PROMPT:
Show each line in the items below that contains the word "yellow". Letter case matters.
* begin MATERIAL SUPPLIED *
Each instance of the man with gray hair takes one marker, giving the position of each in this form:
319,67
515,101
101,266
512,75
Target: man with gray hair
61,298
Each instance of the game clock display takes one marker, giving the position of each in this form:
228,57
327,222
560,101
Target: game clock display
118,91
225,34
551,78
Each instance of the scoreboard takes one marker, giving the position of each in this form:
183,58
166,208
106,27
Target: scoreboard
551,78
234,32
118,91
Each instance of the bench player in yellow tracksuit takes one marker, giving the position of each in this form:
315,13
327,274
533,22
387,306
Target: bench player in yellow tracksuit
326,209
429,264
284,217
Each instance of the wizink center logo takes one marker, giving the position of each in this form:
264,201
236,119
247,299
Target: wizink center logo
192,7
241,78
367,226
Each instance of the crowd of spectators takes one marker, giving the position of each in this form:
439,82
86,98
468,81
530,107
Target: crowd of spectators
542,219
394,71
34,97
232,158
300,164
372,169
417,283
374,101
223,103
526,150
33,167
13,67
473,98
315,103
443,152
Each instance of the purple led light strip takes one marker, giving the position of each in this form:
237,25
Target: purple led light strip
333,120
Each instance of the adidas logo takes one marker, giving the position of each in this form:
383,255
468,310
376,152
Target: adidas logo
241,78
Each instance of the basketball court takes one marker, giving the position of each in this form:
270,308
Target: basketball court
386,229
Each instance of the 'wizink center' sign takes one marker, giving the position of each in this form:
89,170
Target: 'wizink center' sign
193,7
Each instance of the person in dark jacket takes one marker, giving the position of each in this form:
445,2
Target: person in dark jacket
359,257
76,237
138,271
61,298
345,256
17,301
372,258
* end MATERIAL SUPPLIED *
* begin MATERIAL SUPPLIED *
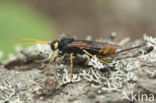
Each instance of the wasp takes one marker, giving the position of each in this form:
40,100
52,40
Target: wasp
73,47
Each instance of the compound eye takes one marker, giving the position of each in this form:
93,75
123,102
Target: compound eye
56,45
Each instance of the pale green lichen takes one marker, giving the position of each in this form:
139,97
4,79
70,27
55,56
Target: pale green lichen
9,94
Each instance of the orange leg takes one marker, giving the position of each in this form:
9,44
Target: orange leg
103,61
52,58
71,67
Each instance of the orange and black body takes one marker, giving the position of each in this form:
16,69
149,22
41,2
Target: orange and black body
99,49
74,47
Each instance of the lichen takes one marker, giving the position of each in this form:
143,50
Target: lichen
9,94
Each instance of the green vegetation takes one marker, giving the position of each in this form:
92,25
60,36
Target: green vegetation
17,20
* end MATERIAL SUPPLIED *
* begin MATERIAL SUPPLIED *
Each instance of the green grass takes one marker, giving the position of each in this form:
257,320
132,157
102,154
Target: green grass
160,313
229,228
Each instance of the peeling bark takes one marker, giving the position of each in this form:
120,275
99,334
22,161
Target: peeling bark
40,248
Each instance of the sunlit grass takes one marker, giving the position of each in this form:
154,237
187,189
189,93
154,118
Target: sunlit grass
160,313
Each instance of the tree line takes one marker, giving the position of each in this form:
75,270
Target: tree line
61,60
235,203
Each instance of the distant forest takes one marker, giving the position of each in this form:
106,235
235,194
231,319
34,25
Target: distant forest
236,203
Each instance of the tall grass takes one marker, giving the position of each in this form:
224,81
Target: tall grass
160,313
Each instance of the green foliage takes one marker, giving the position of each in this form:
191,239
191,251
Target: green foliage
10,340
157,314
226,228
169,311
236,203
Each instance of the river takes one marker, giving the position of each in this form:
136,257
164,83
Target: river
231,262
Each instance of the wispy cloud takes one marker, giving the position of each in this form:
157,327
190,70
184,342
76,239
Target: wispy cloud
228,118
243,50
* end MATERIAL SUPPLIED *
EXERCISE RESPONSE:
Each instance of the bench player in yellow tracksuit takes one marker, giving the position of each in this form:
Target: bench player in yellow tracksuit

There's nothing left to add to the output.